Return the data that follows exactly. Include every line.

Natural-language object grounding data
* * * * *
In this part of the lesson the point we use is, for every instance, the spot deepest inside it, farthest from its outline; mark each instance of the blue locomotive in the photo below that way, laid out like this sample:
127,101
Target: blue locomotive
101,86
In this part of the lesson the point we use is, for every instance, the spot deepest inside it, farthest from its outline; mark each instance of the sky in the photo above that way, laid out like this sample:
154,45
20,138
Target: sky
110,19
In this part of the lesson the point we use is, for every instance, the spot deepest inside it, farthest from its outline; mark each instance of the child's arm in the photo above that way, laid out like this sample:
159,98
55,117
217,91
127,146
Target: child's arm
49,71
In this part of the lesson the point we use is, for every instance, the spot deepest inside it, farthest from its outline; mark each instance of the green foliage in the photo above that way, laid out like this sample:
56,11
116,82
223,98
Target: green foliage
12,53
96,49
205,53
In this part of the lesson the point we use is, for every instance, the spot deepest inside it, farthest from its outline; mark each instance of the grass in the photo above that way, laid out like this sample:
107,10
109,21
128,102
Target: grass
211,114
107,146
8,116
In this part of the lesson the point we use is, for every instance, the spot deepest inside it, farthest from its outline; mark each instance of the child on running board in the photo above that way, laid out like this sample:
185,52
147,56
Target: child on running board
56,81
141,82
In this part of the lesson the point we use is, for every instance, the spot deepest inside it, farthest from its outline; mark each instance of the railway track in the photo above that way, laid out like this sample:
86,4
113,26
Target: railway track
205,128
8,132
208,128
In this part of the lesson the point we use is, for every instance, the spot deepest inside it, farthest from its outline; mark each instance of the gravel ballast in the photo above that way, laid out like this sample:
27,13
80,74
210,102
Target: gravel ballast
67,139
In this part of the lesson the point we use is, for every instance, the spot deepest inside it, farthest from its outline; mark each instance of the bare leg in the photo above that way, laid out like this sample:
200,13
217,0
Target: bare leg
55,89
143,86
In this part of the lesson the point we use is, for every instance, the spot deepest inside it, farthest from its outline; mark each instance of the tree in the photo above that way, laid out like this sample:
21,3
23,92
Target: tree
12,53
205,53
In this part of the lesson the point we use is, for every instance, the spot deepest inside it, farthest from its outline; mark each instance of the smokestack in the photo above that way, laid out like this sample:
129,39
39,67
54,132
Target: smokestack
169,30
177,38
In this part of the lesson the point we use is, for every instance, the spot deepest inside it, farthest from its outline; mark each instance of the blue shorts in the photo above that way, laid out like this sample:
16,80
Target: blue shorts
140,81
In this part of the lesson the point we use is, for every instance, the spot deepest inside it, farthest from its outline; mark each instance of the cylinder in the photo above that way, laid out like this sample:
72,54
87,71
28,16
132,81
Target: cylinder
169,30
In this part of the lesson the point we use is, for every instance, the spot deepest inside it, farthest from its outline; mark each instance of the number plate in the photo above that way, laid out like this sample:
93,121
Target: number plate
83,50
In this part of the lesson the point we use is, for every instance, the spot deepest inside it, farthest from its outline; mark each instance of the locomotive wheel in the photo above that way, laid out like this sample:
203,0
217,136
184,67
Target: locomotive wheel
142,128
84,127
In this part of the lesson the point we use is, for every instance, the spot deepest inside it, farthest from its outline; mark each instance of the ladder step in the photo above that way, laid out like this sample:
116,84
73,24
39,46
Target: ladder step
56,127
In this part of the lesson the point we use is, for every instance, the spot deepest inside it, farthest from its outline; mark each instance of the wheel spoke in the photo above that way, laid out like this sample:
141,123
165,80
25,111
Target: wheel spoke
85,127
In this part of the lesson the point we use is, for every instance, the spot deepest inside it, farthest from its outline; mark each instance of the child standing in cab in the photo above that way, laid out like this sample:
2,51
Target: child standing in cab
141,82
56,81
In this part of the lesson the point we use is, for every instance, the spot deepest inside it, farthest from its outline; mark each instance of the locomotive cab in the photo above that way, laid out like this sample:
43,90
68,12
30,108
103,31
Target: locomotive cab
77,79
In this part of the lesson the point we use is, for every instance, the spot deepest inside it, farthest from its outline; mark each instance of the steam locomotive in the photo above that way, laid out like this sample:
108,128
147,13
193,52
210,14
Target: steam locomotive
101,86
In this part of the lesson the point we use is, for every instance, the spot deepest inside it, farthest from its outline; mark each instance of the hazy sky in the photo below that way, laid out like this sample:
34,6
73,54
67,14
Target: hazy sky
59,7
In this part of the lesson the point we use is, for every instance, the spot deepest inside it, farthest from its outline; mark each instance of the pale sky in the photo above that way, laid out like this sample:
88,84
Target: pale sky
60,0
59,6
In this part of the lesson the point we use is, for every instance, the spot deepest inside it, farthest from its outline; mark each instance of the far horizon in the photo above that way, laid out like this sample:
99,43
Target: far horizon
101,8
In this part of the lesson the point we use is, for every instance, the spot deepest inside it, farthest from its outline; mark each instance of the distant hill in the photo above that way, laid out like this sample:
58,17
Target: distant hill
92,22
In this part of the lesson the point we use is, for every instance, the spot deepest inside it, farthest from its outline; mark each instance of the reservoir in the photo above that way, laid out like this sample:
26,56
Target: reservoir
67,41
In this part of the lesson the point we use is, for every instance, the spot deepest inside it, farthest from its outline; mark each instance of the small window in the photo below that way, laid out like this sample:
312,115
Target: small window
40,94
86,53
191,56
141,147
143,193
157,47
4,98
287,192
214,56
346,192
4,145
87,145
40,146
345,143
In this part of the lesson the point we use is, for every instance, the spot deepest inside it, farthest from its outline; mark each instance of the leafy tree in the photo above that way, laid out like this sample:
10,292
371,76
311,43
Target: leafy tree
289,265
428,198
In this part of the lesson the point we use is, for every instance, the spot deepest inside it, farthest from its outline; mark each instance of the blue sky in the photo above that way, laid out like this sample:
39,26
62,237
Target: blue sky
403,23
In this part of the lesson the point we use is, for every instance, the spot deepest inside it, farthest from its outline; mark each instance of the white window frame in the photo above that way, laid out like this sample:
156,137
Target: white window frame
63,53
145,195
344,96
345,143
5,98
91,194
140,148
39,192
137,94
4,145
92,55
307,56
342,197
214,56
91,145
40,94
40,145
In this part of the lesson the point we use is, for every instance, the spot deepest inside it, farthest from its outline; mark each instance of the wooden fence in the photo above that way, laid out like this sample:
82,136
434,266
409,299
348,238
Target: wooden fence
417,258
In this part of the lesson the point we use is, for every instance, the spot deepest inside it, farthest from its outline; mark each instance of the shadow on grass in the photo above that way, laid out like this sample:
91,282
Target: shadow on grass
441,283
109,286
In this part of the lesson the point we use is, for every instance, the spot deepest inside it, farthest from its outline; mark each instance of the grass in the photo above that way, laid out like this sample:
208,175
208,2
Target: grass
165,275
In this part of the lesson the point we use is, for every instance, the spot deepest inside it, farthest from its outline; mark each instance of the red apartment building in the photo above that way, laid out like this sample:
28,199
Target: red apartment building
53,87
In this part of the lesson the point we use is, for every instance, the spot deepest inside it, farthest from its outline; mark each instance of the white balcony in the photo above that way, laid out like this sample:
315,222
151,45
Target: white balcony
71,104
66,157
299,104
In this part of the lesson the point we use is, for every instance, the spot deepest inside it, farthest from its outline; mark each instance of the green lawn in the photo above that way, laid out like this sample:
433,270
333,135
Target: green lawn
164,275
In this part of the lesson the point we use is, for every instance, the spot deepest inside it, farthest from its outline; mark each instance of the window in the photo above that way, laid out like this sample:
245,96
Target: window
* * * * *
▶ [Answer for this exercise]:
In this part of the lesson the point we use is, for every instance, the spot deepest inside it, farthest from its outline; mark each instance of the blue locomotive in the photo below that way, laid out like this sample:
127,101
Target: blue locomotive
101,86
In this part of the lesson the point we use is, for every instance, the spot deepest inside it, farthest from its outline; mark each instance of the sky in the photo above that way, laid out like this sample:
154,45
20,138
Target: sky
110,19
In this part of the lesson the point we use is, for every instance, the spot deepest inside it, farthest from its outline; mark each instance of the child's arm in the photo above that way, laid out like this sample:
159,98
55,117
217,91
127,146
Target: child's arm
49,71
In this part of the lesson the point we use is, for every instance, the spot deepest inside it, farthest from its outline; mark each instance of the green foliage in the photo above that way, laid out like this sample:
56,11
116,82
223,98
Target: green foliage
12,53
96,49
205,53
In this part of the lesson the point we use is, for every instance, the spot deepest inside it, farthest from its outline; mark each instance of the grass in the photo above that way, laid out like this sample:
107,10
109,21
128,102
Target: grass
211,114
107,146
8,116
In this part of the lesson the point we use is, for every instance, the spot deepest inside it, farthest from its outline; mark each instance of the child on running board in the photo above that way, laid out like this sample:
185,52
147,56
Target: child on running board
56,81
141,82
In this part of the lesson the point we use is, for every instance, the spot deepest inside it, farthest from its outline; mark each instance of the railway track in the photo above that way, laid out like this sample:
86,4
113,26
Target: railway track
205,128
8,132
208,128
In this part of the lesson the point we use is, for every instance, the spot deepest inside it, farthest from its outline; mark each instance of the gravel ballast in the photo above that way, laid out like this sample:
27,13
80,74
210,102
Target: gravel ballast
67,139
In this part of the lesson the point we use is, for every instance, the spot deepest inside it, farthest from its outline; mark each instance of the bare leg in the photo above that way, laid out like this sample:
200,13
217,0
Target: bare leg
55,89
143,86
In this part of the lesson the point we use is, for every instance, the spot deepest inside it, farthest from its outline; mark each instance of the tree in the photo above that way, laid out like this sample:
21,3
23,92
Target: tree
12,53
205,53
In this part of the lesson the point we use is, for every instance, the spot deepest inside it, farthest from its outline; mark each instance of the smokestack in the photo above that way, laid out like this sample:
129,39
39,67
54,132
Target: smokestack
169,30
177,38
In this part of the lesson the point we use is, for every instance, the spot deepest inside it, farthest from its outline; mark each instance of the blue shorts in the photo above that way, laid out like this sample:
16,80
Target: blue shorts
140,81
In this part of the lesson the point we use is, for every instance, the spot deepest inside it, farthest from its outline; mark each instance of the cylinder in the photo above that way, laid out like this sample:
72,54
87,71
28,16
132,81
Target: cylinder
169,30
In this part of the lesson the point we use is, for every instance, the spot deepest inside it, farthest from its outline; mark each instance of the number plate in the photo above that way, laid out like this sample:
93,121
Target: number plate
83,50
In this part of the lesson the point we use is, for every instance, the spot deepest inside it, farthest from its outline; mark each instance of the locomotive wheel in the photo above that way, laid out like this sample:
203,0
217,136
184,67
Target: locomotive wheel
142,128
84,127
In this part of the lesson the point we use is, for every instance, the spot deepest inside it, farthest from its outline; mark each instance of the ladder step in the photo above that way, laid out like this sample:
116,84
73,24
39,46
Target: ladder step
56,127
In this part of the lesson the point we use is, for every instance, the spot deepest inside it, farthest from its outline; mark each instance of the wheel spoke in the photo above that way, laid out like this sample:
141,123
165,80
25,111
Target: wheel spoke
85,127
In this part of the lesson the point we use is, for every instance, the spot deepest inside it, farthest from its outline; mark each instance of the child standing in cab in the photo above that way, laid out like this sample:
2,51
Target: child standing in cab
141,82
56,81
In this part of the lesson the point we use is, for every instance, the spot deepest inside it, farthest from its outline; mark each instance of the locomotive cab in the photo above that way, laid out like this sample:
43,90
68,12
30,108
103,31
Target: locomotive cab
77,79
In this part of the lesson the point we use is, for every instance, the spot deepest inside it, farthest from its outline; mark each instance of the steam locomotive in the photo above that way, laid out like this sample:
108,128
147,13
193,52
210,14
Target: steam locomotive
101,86
In this part of the lesson the point we use is, for every instance, the spot deepest inside it, farthest from its outline; mark each instance of the hazy sky in the photo below that way, laid out like this sample:
34,6
73,54
67,14
Target: hazy sky
59,7
In this part of the lesson the point we use is, for every instance, the spot deepest inside it, farthest from its outline; mark each instance of the pale sky in the photo above that way, laid out like this sample:
88,84
Target: pale sky
60,0
59,6
In this part of the lesson the point we use is, for every instance, the spot deepest inside it, farthest from its outline; mark each instance of the far horizon in the photo above that way, laid out like this sample:
99,43
Target: far horizon
101,8
In this part of the lesson the point we use is, for every instance, the spot deepest inside it, farthest from its outline; mark each instance of the distant hill in the photo above that way, laid out like this sample:
58,17
Target: distant hill
92,22
In this part of the lesson the point we use is, for every instance, the spot deepest inside it, farthest from its outline; mark each instance of the reservoir in the photo above that way, laid out like this sample:
26,56
Target: reservoir
67,41
In this part of the lesson the point we use is, for every instance, the spot deepest inside it, farthest from its outline; mark each instance of the small window in the photo below that way, laid out like this sample:
312,115
Target: small window
40,94
86,53
191,56
141,147
143,193
157,47
4,98
287,192
214,56
346,192
4,145
87,145
40,146
345,143
In this part of the lesson the point we use is, for every instance, the spot deepest inside it, farthest from its outline; mark each instance of the leafy tree in the photo above that way, laid out like this sample:
10,292
371,76
311,43
Target: leafy tree
289,265
428,198
In this part of the lesson the point we use is, for every instance, the spot deepest inside it, farthest from its outline; mark each instance of the blue sky in the photo above that way, laid out like this sample:
39,26
62,237
Target: blue sky
403,23
In this part of the lesson the point we use is, for every instance, the spot deepest inside it, farthest from its outline; mark each instance of the white window frame in the photo above that way, laid out like this sample:
156,137
Target: white window frame
63,53
145,195
344,96
345,143
5,98
91,194
140,148
39,192
137,94
4,145
92,55
307,56
342,197
214,56
91,145
40,94
40,145
In this part of the lesson the point we use is, for every instance, the spot deepest inside it, farthest from its outline; mark each instance of the wooden fence in the photo above that way, laid out like this sample:
82,136
434,266
409,299
348,238
Target: wooden fence
417,258
In this part of the lesson the point we use is, for every instance, the spot deepest inside it, farthest from its outline; mark each instance of the shadow on grass in the photo above that way, laid out like this sample:
91,282
Target: shadow on grass
441,283
109,286
In this part of the lesson the point we use is, for every instance, the spot deepest inside it, farthest from its outline; mark each instance of the grass in the photo above that way, laid out like this sample:
208,175
208,2
Target: grass
165,275
In this part of the lesson the point we use is, for every instance, the spot deepest inside it, farthest from its outline; mark each instance of the red apartment building in the photo above that way, laid out like this sample:
28,199
Target: red apartment building
53,87
In this part of the lesson the point we use is, for every instance, the spot deepest inside it, farthest from its outline; mark each instance of the white balcony in the photo above that way, laid out like this sample:
315,222
151,45
Target: white balcony
71,104
66,157
299,104
In this part of the lesson the point we use is, for every instance, the spot deepest inside it, farthest from its outline; mark each instance of the green lawn in the photo above that way, laid out like this sample:
433,270
333,135
Target: green lawn
164,275
In this part of the lesson the point we use is, for every instance, the spot deepest inside it, farthest from its outline; mark each instance of the window in the photo above that way, laid out like this sample:
245,96
Target: window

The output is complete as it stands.